REQUIRED WORK:
Copy the part of the material that opens with the line containing "If you could mark the white tree" and runs to the end of the material, requests included. In that copy, raise every coordinate in the answers by 150, and leave the requests and their format samples as they are.

EXTRACTED MATERIAL:
------

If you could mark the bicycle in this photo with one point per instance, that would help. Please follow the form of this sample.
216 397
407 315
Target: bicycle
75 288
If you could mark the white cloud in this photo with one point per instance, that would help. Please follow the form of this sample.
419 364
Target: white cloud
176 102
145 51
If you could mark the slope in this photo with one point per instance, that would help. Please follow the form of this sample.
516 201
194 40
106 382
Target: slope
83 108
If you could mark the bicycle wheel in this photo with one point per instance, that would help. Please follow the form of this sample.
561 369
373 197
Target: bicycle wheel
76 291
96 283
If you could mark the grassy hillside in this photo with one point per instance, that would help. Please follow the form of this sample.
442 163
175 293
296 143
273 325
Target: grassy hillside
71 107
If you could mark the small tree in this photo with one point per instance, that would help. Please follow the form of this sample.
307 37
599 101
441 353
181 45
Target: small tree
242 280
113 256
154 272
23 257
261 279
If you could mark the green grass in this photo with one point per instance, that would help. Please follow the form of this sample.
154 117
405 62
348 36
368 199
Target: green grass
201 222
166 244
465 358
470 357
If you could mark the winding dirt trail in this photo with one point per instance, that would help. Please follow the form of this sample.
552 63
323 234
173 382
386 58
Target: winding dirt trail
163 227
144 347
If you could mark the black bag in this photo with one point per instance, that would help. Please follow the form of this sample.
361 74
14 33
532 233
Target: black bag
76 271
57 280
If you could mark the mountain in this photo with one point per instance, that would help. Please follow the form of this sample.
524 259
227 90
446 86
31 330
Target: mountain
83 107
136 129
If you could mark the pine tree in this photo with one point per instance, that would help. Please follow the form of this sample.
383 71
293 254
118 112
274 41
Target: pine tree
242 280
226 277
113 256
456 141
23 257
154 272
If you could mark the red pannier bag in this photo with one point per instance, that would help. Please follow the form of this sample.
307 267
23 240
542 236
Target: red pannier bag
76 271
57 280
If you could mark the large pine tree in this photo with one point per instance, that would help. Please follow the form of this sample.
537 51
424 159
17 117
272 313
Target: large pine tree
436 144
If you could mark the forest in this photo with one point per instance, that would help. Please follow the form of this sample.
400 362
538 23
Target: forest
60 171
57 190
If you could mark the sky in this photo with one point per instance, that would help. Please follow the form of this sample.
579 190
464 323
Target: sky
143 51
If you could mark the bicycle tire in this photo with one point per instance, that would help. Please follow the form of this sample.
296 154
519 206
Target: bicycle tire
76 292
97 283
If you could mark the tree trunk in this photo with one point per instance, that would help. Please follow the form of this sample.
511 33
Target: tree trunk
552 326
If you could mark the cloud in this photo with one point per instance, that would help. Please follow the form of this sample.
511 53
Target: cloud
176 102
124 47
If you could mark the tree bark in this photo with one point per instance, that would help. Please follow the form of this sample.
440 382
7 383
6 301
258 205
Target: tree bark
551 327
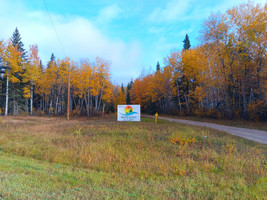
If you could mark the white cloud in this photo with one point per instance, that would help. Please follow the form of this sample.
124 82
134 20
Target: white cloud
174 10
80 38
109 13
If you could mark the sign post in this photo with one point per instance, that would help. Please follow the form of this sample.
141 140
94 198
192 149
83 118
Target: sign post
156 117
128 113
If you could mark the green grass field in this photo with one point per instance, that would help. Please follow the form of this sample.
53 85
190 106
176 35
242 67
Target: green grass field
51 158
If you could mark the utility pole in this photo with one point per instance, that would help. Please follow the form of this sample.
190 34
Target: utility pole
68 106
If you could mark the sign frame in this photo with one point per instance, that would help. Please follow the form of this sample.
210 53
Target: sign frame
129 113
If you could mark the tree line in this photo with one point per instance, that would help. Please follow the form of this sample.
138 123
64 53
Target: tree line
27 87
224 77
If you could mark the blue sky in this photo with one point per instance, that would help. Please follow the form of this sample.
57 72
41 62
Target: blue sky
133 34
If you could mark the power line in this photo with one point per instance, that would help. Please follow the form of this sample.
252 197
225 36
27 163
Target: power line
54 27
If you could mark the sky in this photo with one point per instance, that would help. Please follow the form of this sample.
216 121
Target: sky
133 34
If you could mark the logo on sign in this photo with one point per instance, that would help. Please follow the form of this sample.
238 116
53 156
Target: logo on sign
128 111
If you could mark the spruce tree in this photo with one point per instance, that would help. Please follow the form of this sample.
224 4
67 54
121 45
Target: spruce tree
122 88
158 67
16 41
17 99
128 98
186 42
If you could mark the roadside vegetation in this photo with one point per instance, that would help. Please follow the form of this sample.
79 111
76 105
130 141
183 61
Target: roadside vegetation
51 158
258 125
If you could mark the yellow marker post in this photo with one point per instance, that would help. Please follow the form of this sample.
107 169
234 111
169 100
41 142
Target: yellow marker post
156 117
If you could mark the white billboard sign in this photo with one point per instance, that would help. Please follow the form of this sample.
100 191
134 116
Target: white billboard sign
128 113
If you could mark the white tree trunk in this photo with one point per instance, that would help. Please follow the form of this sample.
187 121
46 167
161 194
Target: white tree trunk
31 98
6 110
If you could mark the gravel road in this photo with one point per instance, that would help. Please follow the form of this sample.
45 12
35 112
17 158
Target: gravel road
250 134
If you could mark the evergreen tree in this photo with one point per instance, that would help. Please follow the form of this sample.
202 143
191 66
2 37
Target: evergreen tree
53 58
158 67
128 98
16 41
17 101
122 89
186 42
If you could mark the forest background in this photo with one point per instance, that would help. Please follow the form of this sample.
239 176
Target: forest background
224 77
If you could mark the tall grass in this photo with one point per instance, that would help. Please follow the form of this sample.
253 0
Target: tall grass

------

THE COMPLETED TASK:
If you could mark the white tree trunk in this photo with one point per instance, that would help. Please follow the form of this sample.
187 121
46 167
161 194
Target: white tree trunk
181 248
156 260
If you could mark the gravel road in this photo with one point per instance, that would help. Please follow the form of this sample.
45 12
35 112
17 158
Target: gravel road
400 284
If you could mark the evergreen tree in this photo with one point per instance, that would help. Please follow the form of this sample.
202 143
191 66
2 37
Target: evergreen tree
203 208
308 217
278 248
166 191
167 251
272 239
336 192
If you could mark the forest background in this photo with one point per instance, that would help. Please follow the form of this sample.
239 176
Target: forest background
374 227
If you could mark the tall grass in this photo with one point per instance, that would help. Please follow the form of this sample.
253 0
Target: tall grass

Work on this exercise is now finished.